### WORK ITEM
Report all lines below with the word "vent".

### MATERIAL PROVIDED
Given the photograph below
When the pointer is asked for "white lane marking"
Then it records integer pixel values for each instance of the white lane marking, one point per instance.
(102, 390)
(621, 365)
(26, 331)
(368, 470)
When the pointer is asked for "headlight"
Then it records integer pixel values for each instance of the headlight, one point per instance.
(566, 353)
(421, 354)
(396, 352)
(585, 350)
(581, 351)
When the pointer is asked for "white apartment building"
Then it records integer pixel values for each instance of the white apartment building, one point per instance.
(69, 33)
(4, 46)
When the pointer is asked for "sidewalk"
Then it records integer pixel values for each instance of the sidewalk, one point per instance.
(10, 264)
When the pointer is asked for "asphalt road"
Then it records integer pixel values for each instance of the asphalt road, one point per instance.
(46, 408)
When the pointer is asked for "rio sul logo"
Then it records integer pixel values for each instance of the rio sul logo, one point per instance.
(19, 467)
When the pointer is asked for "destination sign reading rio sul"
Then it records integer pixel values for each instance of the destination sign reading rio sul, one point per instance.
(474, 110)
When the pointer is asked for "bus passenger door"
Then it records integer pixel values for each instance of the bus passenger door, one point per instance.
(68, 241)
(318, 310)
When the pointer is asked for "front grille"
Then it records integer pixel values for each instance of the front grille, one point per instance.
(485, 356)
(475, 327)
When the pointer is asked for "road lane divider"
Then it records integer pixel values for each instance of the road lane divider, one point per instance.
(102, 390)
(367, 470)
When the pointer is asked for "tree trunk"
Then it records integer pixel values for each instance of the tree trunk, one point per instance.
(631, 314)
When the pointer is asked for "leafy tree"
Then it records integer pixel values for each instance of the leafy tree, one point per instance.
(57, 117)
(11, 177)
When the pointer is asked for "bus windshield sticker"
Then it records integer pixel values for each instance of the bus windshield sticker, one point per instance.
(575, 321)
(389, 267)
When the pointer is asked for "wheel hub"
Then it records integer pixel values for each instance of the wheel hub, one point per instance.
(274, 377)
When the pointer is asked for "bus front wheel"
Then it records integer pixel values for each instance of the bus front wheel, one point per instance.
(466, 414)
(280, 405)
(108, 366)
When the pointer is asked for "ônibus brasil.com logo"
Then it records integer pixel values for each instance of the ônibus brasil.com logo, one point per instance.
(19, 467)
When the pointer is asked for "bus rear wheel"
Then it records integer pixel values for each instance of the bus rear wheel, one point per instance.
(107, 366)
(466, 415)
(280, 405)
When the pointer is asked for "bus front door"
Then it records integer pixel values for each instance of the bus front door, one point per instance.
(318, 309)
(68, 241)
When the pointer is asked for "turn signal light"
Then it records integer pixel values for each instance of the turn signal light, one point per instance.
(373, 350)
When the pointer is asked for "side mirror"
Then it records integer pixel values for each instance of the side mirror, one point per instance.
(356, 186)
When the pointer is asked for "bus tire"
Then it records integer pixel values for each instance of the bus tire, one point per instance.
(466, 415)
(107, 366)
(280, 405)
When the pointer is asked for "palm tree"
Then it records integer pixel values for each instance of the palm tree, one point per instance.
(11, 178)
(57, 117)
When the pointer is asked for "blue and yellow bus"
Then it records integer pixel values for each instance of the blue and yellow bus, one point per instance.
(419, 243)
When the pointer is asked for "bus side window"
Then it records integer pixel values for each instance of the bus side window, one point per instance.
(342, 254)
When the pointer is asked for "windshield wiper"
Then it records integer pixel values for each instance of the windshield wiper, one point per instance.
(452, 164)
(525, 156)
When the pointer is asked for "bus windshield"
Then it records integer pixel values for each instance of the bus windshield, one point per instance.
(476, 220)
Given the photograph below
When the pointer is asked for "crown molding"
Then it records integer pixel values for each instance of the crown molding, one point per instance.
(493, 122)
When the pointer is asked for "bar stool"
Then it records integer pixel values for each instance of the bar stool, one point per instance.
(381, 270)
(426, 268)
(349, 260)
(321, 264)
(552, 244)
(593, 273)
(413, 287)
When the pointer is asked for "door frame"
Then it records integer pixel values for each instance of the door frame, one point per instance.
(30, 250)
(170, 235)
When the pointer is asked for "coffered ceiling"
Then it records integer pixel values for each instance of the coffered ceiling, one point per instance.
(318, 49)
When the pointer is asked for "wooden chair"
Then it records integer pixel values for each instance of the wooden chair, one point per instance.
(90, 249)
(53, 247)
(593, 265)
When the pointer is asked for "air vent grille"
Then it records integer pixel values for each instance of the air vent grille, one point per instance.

### TASK OUTPUT
When the pointer is asked for "air vent grille"
Then it records integer pixel values for each instance of the air vent grille, one point per instance.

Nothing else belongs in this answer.